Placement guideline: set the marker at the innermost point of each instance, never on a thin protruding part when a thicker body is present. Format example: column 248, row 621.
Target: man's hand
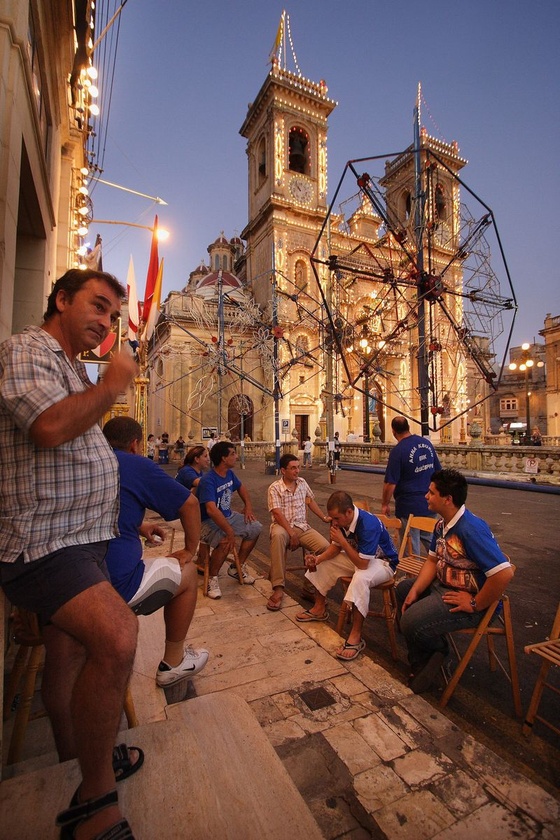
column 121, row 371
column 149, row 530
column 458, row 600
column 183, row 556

++++++

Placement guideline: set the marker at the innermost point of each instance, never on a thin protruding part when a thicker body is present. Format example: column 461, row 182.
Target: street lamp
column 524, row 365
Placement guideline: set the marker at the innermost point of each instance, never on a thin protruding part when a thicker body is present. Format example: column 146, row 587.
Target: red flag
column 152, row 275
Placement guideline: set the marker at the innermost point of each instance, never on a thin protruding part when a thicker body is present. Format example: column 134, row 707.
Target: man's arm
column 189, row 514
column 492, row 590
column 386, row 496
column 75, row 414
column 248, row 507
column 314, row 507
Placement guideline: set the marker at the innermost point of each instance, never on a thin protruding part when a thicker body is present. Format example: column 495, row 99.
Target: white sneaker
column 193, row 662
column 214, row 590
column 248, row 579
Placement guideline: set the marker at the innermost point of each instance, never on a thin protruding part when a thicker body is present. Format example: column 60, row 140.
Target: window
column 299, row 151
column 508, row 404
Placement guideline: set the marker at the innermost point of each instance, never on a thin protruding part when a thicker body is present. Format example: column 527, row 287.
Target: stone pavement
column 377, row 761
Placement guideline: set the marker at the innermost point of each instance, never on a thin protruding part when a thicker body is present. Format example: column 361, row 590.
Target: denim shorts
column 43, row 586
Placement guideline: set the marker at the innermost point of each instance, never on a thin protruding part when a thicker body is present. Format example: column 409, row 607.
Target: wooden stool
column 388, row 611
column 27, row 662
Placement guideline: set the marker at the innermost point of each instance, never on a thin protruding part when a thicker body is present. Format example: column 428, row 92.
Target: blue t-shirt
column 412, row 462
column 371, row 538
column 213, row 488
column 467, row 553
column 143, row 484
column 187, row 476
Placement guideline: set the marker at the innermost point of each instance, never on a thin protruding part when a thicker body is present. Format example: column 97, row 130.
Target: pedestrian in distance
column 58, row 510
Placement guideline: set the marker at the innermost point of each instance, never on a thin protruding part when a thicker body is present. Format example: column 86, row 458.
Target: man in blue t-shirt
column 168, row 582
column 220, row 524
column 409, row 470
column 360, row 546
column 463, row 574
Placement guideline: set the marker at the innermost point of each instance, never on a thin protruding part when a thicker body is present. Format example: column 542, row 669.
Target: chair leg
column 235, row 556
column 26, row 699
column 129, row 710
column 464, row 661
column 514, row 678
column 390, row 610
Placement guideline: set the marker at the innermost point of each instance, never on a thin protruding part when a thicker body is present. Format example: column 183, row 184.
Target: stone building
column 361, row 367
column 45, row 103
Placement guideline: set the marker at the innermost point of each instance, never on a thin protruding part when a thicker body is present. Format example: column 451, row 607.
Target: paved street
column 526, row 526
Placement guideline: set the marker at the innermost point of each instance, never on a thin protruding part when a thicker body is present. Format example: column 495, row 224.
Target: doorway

++++++

### Task requirements
What you return must be the lines above that run from the line with "495, row 224." to the line with "Target: doorway", inclusive, each copied exactly.

### Written response
Placement guideline: set the marker at the innermost point of each instance, never on a thin protruding part when a thicker body is present. Format example: column 495, row 224.
Target: doorway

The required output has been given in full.